» TASK TO COMPLETE
Copy each of the records exactly; leave nothing out.

» Stored data entries
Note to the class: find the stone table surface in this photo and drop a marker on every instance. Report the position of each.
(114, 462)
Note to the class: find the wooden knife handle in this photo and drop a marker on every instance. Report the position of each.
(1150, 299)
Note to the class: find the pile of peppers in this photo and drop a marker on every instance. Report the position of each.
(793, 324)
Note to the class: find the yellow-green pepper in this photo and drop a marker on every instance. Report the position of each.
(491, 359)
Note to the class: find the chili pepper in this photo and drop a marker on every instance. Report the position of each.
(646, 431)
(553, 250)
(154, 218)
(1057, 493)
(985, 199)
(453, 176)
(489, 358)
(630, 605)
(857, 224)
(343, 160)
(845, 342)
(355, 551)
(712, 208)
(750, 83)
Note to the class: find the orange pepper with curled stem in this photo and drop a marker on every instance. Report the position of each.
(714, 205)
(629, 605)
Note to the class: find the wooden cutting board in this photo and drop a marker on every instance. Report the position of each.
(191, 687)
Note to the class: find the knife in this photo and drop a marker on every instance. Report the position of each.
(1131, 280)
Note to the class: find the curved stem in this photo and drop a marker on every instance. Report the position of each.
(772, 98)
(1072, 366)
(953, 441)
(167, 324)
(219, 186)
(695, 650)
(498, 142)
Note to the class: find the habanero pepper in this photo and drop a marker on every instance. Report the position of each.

» OUTPUT OF THE TASK
Note to the class: find the stone table surface in this photo and drop a marker on every instance. Report the position of each.
(114, 462)
Note to the class: find the wooden knife handle in this photo and drop a marker on every instance. Report the position of each.
(1150, 299)
Note to the class: find the pile of peppers in this photo and drop a marker on every instance. Report the position of each.
(793, 324)
Note to the class: find the yellow-green pepper in this photo and drop a marker on every instance. Report the position of each.
(491, 359)
Note to the class: find the chili pepper in this photo and drop a marker on every instance. Report the position of each.
(646, 431)
(553, 250)
(154, 218)
(1057, 493)
(985, 199)
(453, 176)
(489, 358)
(630, 605)
(857, 224)
(343, 160)
(845, 342)
(355, 551)
(712, 208)
(750, 83)
Note to the class: find the orange pepper with curled stem in this photo and drop a marker on every instance. Report the position of each.
(714, 205)
(629, 605)
Note to the class: find the wooden cutting board in this photo and drop a marker on every instance. Report the position of each.
(191, 687)
Note to the class: find the knife in this photo and drop a marker on every instance. Report the position of each.
(1131, 280)
Note to the class: find the curved stem in this photo and drop a marker on every instance. Report the position of each.
(772, 98)
(1072, 366)
(953, 441)
(167, 324)
(219, 186)
(695, 650)
(498, 142)
Note to the class: find the habanero pepper in this photo and drop a marker on every instance. Report the position of each.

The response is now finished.